====== DATA FOR ANALYSIS ======
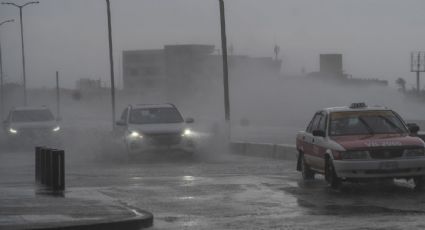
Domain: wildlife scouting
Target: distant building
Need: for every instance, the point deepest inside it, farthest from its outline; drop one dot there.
(331, 69)
(143, 68)
(188, 72)
(86, 84)
(331, 64)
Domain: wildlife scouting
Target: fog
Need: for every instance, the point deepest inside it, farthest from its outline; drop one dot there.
(375, 42)
(375, 37)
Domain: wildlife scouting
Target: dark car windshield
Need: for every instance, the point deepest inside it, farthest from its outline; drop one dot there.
(155, 116)
(365, 122)
(36, 115)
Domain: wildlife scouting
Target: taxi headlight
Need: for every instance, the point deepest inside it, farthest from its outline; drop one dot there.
(354, 155)
(187, 133)
(414, 152)
(135, 134)
(13, 131)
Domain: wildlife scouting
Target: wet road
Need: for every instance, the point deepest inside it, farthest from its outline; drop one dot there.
(221, 191)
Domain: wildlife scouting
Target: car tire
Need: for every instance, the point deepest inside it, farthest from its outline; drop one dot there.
(419, 182)
(306, 171)
(330, 175)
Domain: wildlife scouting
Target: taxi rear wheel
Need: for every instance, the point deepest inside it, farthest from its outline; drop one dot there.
(419, 182)
(330, 175)
(307, 173)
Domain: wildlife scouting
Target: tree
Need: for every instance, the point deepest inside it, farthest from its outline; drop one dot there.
(401, 83)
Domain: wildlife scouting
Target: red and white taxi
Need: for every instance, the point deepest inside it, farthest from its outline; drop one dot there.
(360, 142)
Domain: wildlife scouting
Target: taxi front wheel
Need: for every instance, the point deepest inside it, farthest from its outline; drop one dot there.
(330, 175)
(307, 173)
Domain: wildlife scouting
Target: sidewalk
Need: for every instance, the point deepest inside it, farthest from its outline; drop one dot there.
(24, 207)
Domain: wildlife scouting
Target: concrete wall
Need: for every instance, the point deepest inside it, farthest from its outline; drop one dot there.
(280, 151)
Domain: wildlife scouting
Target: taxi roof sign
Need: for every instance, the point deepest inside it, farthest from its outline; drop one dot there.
(358, 105)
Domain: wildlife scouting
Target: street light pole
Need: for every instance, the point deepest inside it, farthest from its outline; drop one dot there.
(1, 78)
(111, 63)
(22, 43)
(225, 65)
(225, 70)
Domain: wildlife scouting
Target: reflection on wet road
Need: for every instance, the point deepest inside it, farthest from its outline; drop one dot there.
(238, 192)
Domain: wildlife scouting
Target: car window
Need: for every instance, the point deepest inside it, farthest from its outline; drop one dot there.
(124, 115)
(322, 123)
(35, 115)
(155, 116)
(314, 123)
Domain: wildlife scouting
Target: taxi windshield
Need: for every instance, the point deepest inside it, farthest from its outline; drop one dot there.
(155, 116)
(365, 123)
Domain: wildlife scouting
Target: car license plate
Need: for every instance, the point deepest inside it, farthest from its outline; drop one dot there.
(388, 165)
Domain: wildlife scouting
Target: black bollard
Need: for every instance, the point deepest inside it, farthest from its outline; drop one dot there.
(38, 150)
(43, 162)
(58, 170)
(49, 167)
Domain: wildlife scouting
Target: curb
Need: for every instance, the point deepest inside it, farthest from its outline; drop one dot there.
(267, 150)
(143, 219)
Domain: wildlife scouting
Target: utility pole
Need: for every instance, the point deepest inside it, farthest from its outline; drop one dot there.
(58, 116)
(417, 64)
(2, 77)
(418, 87)
(22, 43)
(111, 63)
(225, 64)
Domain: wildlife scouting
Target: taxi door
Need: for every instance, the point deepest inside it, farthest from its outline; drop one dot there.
(318, 142)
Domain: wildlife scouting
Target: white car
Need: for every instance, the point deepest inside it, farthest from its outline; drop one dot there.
(155, 127)
(26, 125)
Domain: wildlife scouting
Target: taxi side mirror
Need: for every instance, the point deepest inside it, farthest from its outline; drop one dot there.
(120, 123)
(413, 128)
(319, 133)
(189, 120)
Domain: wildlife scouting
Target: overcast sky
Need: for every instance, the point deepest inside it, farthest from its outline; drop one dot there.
(375, 36)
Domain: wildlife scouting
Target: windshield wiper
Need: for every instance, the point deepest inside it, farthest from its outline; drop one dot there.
(392, 124)
(369, 129)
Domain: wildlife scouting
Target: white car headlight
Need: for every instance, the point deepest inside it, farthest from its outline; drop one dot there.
(13, 131)
(135, 134)
(414, 152)
(354, 155)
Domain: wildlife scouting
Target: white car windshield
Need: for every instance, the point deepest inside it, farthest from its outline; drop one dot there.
(365, 122)
(32, 115)
(155, 116)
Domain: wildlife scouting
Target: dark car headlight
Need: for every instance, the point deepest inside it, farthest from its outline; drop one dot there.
(414, 152)
(13, 131)
(354, 155)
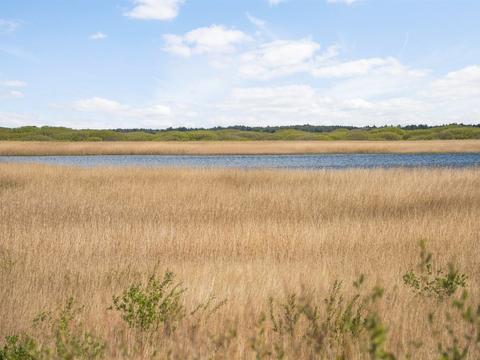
======
WHAT IS NEEDED
Report every line of the data in which "wheel" appears.

ANSWER BOX
Target: taxi rear wheel
Target: taxi front wheel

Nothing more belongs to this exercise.